■ Exercise prompt
Rewrite the entries from the line that contains "The winglet —" through the line that contains "0,0 -> 1288,858". Keep the requests, increase every bounding-box coordinate in the answers by 41, and leave out the pictures.
---- Items
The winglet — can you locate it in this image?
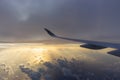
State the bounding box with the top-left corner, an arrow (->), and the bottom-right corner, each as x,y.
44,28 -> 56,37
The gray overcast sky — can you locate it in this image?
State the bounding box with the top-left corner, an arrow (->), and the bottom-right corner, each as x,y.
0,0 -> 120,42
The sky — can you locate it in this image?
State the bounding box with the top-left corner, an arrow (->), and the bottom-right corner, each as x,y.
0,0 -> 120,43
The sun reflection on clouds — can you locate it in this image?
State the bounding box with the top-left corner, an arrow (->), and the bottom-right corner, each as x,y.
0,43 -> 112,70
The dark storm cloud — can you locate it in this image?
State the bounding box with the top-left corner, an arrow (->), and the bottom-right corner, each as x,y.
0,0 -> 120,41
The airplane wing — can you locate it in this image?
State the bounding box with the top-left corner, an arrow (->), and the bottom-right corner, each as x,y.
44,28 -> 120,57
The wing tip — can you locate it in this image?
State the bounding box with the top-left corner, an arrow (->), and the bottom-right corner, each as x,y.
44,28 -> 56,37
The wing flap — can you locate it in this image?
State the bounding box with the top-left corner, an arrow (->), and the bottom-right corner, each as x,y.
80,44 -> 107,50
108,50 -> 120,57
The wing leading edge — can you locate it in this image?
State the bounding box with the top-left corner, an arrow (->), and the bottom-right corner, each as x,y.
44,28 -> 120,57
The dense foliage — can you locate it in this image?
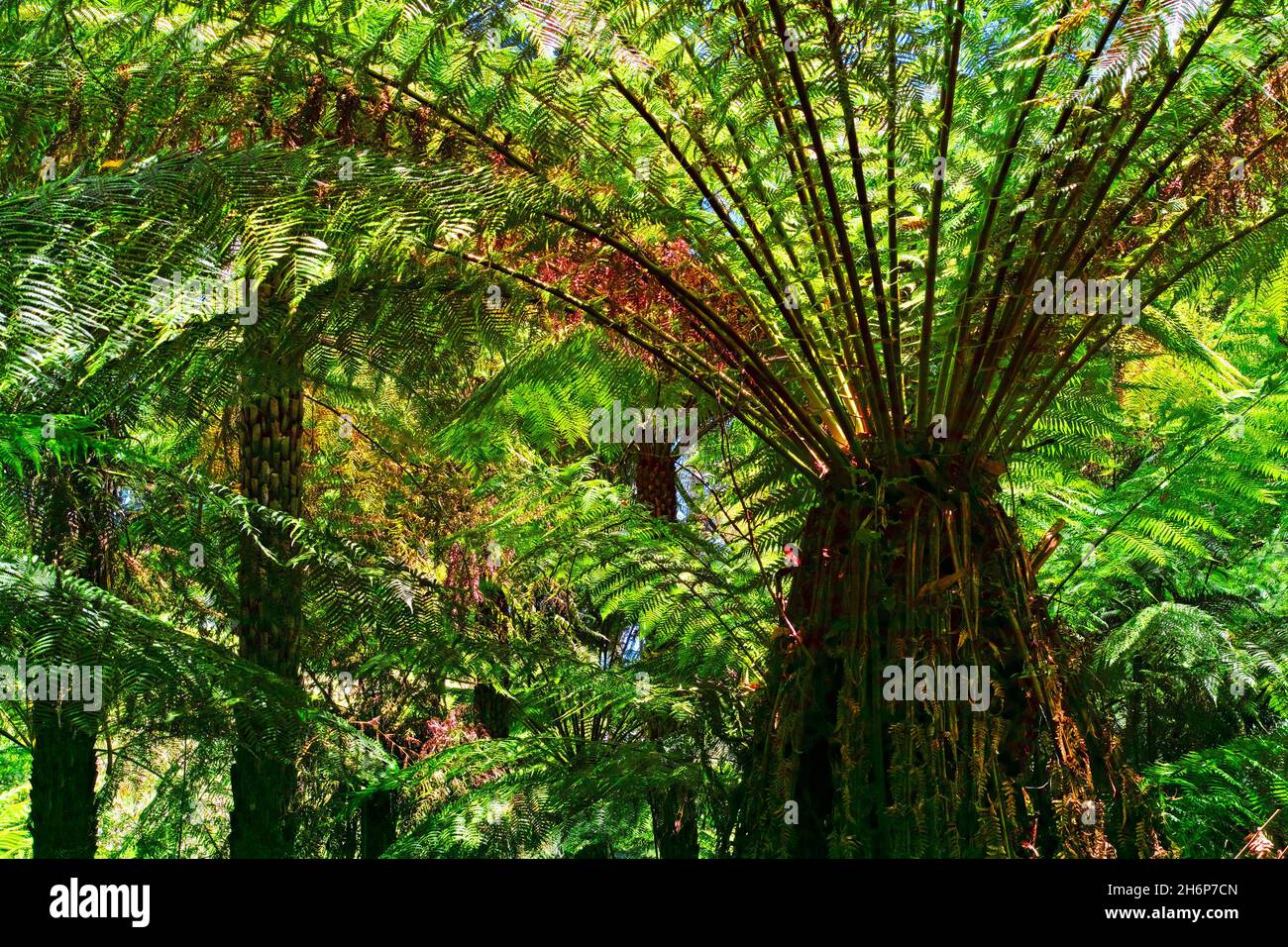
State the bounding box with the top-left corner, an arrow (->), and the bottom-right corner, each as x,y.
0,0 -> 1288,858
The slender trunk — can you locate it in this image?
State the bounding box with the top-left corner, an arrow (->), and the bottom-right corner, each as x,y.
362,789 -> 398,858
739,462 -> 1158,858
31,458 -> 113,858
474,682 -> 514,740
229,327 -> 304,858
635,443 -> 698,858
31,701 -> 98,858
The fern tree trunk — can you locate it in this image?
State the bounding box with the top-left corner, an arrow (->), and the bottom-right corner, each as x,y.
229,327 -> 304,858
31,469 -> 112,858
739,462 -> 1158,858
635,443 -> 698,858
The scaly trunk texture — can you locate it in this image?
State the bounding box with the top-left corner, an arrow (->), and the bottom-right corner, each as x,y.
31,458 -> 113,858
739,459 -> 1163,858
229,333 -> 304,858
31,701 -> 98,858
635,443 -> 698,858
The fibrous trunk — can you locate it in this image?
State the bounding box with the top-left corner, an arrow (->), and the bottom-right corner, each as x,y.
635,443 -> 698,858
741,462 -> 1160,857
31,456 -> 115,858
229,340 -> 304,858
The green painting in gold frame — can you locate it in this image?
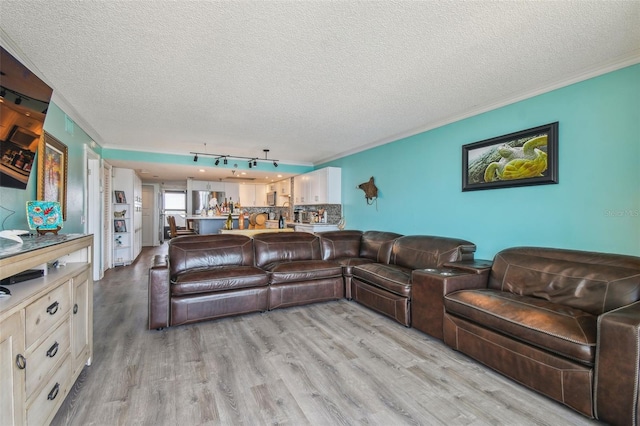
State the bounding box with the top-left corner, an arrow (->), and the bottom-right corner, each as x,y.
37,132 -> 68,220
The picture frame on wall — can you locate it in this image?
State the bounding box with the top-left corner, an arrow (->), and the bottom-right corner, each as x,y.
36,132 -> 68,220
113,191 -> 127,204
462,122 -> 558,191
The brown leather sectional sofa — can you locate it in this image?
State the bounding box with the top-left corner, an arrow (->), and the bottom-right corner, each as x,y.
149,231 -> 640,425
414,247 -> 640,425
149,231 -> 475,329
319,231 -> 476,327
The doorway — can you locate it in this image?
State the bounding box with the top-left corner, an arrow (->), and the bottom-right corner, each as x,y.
--------
---- Items
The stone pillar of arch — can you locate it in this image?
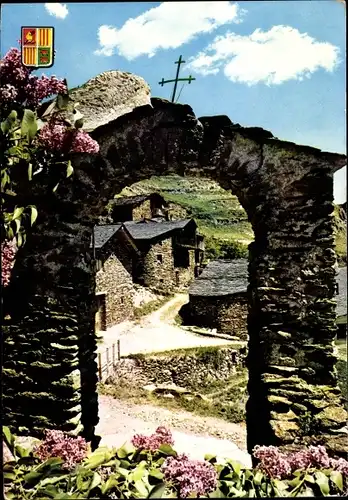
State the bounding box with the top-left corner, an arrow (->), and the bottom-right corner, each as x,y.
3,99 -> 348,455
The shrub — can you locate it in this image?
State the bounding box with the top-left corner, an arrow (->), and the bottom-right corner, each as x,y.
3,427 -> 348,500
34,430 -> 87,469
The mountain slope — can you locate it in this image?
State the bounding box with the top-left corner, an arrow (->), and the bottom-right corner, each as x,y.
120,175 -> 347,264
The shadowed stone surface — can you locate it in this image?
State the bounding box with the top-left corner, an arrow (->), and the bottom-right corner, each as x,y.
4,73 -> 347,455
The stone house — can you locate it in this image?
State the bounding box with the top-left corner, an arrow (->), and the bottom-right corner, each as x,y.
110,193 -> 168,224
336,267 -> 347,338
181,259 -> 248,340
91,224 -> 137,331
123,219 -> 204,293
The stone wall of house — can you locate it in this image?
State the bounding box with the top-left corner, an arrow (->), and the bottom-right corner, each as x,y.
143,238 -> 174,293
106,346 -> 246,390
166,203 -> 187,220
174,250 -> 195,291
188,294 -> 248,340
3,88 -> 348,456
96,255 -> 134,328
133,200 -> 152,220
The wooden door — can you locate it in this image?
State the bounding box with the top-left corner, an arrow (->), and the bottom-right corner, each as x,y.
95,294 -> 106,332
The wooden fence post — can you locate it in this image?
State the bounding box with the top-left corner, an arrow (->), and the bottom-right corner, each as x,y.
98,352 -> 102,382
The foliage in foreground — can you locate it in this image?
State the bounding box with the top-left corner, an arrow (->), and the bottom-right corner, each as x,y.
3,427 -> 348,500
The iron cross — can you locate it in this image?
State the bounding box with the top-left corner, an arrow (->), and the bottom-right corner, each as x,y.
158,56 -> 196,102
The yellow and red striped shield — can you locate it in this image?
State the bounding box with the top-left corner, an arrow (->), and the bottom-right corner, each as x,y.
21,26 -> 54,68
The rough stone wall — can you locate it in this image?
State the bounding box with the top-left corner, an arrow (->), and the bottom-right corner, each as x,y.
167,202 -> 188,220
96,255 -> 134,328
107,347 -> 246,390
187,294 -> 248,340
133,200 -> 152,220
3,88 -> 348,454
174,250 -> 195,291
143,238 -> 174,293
--------
■ Correct output
The winglet — can you locate it in this image?
State the bounding box with the top-left corner, an arrow (->), and the bottom-right corner, each as x,y.
85,69 -> 97,78
The gray overcast sky — can you locate it in this image?
State the bounding box with the top-left corner, an arrow (->), and the bottom-right corner, each as x,y.
41,41 -> 161,83
The sky — can you locate it in this image?
State the bounding box with the top-left corner, an arrow (->), and the bottom-right corner, each as x,y.
41,41 -> 161,84
The sun reflection on clouds — can you locate it in this image?
State the bounding box with the top-left corner, an arrow (->), and the bottom-right corner, each as x,y.
41,84 -> 153,111
The dark storm cloud — can you locate it in this image?
State the bounding box with the top-left corner, an arrow (->), and the bottom-right corner, each as x,y.
41,41 -> 161,82
The airplane wing — can you locate it in this image?
State the bounding box with the top-left corner, an arrow (->), and the bottom-right corner, each as x,y.
85,69 -> 161,98
The wing tip — can you locate it in this image?
State the bounding box with the top-left corner, an arrow (->), and the bottom-right corner, each as x,y.
85,69 -> 97,78
The wing flap — can you locate it in this image?
State the bounding box with the top-left corner, an arrow (->), and the bottom-right corner, each as x,y.
121,85 -> 148,91
149,91 -> 161,98
The wing leading edge — can you locate it in this image?
State the bounding box with the top-left corner, an arrow (->), and the bottom-right corner, each as x,y.
85,69 -> 161,98
The dense foliage — can you locate it in this image?
State the bounding box with the top-left corner, an arrow (->), and the bottom-right corner, each as x,y.
41,41 -> 1329,899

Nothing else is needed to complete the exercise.